[Object point labels]
# # # # #

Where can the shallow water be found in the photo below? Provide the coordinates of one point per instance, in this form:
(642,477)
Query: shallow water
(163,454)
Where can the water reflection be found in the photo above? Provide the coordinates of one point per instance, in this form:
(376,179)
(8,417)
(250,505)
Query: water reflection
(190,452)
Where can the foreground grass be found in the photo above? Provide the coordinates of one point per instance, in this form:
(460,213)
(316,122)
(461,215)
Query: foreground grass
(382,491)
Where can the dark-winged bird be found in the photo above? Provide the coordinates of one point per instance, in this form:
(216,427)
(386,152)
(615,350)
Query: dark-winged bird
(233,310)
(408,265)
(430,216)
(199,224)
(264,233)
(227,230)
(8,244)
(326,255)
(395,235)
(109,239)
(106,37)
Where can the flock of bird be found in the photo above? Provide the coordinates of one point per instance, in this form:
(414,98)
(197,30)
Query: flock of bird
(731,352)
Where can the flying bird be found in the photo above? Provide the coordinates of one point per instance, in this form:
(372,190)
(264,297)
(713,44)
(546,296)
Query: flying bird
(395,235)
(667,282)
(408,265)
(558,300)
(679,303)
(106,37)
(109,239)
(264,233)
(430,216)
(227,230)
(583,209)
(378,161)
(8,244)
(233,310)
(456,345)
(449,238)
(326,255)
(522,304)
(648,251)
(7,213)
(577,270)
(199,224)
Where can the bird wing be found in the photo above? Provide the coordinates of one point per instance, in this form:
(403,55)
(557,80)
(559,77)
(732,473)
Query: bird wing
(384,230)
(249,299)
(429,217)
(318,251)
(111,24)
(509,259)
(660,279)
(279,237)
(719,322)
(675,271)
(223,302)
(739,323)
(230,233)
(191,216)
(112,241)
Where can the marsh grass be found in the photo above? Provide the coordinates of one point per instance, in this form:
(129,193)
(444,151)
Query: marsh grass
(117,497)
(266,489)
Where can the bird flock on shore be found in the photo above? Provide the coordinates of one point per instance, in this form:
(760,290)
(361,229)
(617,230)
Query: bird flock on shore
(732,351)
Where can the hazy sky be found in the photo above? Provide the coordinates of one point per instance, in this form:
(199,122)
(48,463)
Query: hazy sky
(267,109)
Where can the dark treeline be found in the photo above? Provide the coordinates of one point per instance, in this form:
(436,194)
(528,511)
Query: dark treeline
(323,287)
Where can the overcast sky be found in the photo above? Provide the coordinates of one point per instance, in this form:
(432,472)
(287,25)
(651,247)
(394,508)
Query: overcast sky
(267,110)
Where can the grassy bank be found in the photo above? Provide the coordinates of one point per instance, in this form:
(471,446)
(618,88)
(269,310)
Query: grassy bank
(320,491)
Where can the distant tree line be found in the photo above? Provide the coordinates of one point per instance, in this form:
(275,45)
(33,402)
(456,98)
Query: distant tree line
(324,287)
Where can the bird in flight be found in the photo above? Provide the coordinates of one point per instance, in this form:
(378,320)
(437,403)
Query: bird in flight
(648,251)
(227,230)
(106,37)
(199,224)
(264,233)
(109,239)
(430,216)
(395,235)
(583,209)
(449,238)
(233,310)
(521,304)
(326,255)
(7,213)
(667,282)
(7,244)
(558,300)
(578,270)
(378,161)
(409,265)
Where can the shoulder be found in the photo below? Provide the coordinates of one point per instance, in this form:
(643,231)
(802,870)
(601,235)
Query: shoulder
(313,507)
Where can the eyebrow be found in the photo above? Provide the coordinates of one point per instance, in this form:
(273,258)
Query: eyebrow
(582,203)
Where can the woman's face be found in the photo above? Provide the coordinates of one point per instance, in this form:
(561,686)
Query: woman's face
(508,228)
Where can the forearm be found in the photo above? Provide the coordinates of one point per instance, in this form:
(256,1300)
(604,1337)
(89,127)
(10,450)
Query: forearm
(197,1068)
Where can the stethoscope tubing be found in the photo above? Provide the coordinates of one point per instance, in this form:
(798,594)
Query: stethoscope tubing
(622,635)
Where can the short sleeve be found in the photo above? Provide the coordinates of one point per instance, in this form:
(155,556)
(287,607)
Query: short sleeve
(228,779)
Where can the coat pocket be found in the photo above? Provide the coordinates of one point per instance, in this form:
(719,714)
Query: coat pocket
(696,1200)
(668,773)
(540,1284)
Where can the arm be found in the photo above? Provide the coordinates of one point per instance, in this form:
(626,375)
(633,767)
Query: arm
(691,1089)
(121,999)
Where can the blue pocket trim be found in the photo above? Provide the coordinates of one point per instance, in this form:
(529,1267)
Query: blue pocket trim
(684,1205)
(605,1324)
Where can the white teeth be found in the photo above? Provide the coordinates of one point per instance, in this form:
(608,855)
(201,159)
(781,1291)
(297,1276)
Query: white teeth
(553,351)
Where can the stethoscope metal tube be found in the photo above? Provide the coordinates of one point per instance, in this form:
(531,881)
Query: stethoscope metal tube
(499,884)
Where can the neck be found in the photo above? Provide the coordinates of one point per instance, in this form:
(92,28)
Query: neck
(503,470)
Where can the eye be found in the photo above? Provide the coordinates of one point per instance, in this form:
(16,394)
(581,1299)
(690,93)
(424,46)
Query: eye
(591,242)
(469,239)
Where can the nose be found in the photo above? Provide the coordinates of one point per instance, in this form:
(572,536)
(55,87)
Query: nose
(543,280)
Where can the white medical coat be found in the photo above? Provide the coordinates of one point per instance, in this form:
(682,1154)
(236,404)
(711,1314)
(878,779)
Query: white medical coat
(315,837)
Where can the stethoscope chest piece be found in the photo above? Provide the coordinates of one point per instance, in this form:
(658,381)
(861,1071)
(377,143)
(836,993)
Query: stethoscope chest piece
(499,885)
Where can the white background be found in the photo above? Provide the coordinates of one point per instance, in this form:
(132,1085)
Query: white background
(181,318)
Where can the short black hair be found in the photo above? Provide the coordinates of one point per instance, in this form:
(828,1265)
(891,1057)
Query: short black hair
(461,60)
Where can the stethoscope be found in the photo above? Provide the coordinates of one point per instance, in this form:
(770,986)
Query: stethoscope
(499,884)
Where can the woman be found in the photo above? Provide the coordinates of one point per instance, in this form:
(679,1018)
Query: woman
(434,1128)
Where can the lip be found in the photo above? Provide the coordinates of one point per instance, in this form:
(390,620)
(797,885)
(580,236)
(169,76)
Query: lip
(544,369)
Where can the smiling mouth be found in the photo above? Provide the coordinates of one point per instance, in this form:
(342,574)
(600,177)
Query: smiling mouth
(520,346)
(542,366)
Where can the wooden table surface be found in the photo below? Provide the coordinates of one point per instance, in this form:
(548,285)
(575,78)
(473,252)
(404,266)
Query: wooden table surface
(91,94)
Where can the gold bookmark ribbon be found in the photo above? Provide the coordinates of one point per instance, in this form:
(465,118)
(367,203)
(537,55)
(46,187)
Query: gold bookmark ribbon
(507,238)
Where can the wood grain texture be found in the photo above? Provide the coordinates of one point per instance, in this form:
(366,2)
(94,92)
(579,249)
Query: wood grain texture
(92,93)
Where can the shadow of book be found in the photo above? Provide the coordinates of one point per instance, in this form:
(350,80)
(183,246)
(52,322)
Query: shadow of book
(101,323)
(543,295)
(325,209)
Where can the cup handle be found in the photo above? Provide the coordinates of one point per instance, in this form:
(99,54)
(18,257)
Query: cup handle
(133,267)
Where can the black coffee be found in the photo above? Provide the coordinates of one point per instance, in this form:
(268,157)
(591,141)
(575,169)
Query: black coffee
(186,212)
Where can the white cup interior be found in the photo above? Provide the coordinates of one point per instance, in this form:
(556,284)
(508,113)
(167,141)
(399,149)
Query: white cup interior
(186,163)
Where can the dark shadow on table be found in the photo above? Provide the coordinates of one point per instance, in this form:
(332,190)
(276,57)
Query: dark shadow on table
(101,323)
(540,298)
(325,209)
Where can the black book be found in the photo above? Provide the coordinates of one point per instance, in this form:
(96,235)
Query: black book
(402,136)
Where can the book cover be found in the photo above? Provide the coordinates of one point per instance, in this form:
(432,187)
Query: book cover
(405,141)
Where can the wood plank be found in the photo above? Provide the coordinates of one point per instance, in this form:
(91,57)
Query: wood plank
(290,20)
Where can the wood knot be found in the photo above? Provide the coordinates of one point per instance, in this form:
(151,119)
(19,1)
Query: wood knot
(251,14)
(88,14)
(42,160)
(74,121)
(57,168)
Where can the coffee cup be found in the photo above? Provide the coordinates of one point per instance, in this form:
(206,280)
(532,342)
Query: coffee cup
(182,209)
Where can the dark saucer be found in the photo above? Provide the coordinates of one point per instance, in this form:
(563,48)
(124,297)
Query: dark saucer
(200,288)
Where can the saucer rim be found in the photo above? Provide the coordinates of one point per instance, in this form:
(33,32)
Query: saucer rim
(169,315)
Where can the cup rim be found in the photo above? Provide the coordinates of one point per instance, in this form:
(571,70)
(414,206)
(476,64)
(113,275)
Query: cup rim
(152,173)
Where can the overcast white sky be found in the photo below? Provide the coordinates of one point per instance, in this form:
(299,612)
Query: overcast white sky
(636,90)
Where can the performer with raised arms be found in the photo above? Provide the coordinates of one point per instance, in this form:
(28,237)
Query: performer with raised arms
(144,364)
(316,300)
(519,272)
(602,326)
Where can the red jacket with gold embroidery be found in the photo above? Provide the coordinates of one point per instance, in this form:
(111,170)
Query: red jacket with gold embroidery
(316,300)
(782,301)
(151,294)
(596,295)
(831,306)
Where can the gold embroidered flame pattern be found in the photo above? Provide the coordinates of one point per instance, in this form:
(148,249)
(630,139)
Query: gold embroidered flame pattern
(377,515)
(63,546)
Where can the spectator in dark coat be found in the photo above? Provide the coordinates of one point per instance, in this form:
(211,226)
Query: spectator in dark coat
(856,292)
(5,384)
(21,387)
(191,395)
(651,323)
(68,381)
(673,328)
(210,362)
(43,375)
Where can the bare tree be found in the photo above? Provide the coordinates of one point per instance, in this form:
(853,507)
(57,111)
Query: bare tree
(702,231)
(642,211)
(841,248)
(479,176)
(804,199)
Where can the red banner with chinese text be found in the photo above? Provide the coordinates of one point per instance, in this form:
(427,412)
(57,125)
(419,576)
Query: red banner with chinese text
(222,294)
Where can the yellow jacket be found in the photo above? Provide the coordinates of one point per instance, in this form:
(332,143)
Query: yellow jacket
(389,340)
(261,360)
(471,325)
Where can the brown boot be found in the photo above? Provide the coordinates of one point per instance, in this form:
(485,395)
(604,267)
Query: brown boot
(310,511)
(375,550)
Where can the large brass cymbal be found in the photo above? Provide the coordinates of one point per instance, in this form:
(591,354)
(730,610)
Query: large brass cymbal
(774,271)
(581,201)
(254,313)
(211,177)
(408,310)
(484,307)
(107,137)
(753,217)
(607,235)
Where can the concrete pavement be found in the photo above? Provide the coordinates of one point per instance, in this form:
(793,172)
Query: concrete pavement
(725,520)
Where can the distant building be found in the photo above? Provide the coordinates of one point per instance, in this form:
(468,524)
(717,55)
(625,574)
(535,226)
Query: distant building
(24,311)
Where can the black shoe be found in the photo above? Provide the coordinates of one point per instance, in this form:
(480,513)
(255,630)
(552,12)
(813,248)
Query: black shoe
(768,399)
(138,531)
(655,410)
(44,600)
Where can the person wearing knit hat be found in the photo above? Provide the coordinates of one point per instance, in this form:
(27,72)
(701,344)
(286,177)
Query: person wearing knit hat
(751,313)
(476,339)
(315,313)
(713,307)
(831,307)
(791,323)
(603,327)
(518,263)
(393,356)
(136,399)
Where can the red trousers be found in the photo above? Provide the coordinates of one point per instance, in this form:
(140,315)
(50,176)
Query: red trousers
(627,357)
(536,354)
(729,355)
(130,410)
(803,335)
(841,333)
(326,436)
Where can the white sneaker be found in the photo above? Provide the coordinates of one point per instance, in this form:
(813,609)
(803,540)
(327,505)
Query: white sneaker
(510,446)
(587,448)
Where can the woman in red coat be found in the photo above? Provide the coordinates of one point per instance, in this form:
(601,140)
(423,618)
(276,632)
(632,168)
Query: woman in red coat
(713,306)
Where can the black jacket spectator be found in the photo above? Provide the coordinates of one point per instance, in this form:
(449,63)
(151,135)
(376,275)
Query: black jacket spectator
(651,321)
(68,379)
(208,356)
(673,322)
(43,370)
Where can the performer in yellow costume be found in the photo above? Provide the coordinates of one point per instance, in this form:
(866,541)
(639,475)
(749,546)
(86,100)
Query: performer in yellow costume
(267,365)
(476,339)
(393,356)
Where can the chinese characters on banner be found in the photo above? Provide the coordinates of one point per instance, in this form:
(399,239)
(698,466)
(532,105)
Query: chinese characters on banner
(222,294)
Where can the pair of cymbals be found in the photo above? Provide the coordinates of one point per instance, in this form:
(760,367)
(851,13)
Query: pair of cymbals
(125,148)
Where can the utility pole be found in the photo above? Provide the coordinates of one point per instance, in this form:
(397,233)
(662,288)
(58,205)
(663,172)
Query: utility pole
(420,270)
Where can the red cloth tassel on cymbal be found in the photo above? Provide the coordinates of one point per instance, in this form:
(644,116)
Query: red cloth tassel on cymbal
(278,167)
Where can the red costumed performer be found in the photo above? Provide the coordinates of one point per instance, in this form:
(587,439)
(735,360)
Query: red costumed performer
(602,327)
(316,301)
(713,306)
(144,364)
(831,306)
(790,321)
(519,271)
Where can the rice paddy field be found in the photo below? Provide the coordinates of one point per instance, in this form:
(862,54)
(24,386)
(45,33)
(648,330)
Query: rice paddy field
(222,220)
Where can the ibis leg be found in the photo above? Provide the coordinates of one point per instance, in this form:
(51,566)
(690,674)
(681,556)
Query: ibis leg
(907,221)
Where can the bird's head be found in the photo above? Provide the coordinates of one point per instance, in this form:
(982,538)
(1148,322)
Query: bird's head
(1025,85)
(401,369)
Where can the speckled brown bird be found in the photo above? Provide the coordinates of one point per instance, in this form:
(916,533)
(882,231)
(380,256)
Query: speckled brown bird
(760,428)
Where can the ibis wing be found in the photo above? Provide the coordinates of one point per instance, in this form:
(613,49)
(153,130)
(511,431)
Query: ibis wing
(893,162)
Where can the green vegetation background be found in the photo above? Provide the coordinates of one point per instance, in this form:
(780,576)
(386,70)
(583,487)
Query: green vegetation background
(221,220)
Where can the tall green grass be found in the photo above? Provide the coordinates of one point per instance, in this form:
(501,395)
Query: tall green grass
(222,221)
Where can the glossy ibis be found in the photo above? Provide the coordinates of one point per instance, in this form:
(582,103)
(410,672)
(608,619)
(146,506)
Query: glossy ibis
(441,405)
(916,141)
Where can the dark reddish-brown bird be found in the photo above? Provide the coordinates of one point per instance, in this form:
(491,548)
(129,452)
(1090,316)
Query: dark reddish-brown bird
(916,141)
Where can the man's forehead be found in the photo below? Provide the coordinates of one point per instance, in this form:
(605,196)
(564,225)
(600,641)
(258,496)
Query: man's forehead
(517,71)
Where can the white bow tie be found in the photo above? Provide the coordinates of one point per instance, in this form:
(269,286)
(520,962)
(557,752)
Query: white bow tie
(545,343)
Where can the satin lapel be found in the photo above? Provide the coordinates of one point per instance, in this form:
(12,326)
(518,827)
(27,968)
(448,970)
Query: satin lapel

# # # # #

▶ **Stated problem**
Reproduce the lines of the entries above exactly, but only from the line containing "Where can the rice" through the final line.

▶ **Full solution**
Where can the rice paddy field be found in the photo below? Provide the coordinates of one point per instance, in this form:
(862,54)
(24,386)
(45,33)
(648,330)
Query: rice paddy field
(222,220)
Where can the ibis leg be found in the photo above? Provide the coordinates of one point per instance, in this form:
(51,566)
(690,674)
(681,556)
Query: ibis leg
(907,221)
Where can the bird's head be found in the photo above? Provide the coordinates of one point per instance, in this form:
(982,538)
(1148,322)
Query: bird's head
(1025,85)
(401,369)
Where can the speckled brown bird be found in the photo above? Provide the coordinates of one point per instance, in this form:
(916,533)
(882,231)
(380,256)
Query: speckled brown bird
(760,428)
Where can the ibis wing be found in the photo above? Provide the coordinates of one point per instance, in this form:
(613,49)
(153,130)
(511,431)
Query: ibis wing
(893,162)
Where can the green vegetation background be found in the photo above? Provide the coordinates of one point per instance, in this form:
(780,576)
(386,70)
(583,487)
Query: green vegetation background
(221,220)
Where can the tall green grass be found in the photo above? Provide the coordinates of one point per instance, in this form:
(501,395)
Query: tall green grass
(222,221)
Where can the glossy ibis be found in the photo above? Provide the coordinates of one point per instance, in this form:
(582,103)
(410,672)
(608,619)
(146,506)
Query: glossy ibis
(441,405)
(916,141)
Where can the dark reddish-brown bird be found in the photo above? Provide the coordinates of one point per instance, in this form:
(491,548)
(129,452)
(1090,316)
Query: dark reddish-brown bird
(916,141)
Where can the man's forehead be found in the photo below? Provide the coordinates of one point per instance, in this form:
(605,196)
(564,225)
(600,641)
(258,496)
Query: man's forehead
(517,71)
Where can the white bow tie be found in the photo above? Provide the coordinates of one point per instance, in this form:
(269,286)
(520,962)
(557,752)
Query: white bow tie
(545,343)
Where can the satin lapel be found in the photo above? Provide the coordinates of one point per instance, in this form:
(12,326)
(518,827)
(27,968)
(448,970)
Query: satin lapel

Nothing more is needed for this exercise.